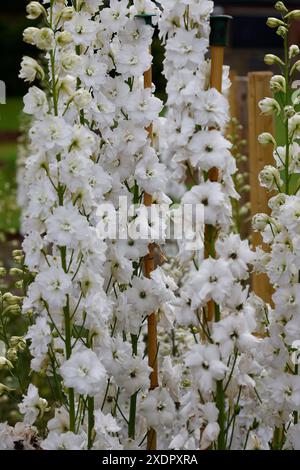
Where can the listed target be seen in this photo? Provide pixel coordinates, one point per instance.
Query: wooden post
(149, 266)
(218, 41)
(152, 321)
(259, 156)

***

## WRITTEN PROBLEM
Write out all of the data above word for word, line by line, but leave out the pictures.

## WRITTEN REPLY
Where can the listed target be seen in this photo? Provide pixel coordinates, one point per instance.
Query: wooden post
(149, 266)
(218, 41)
(152, 321)
(259, 156)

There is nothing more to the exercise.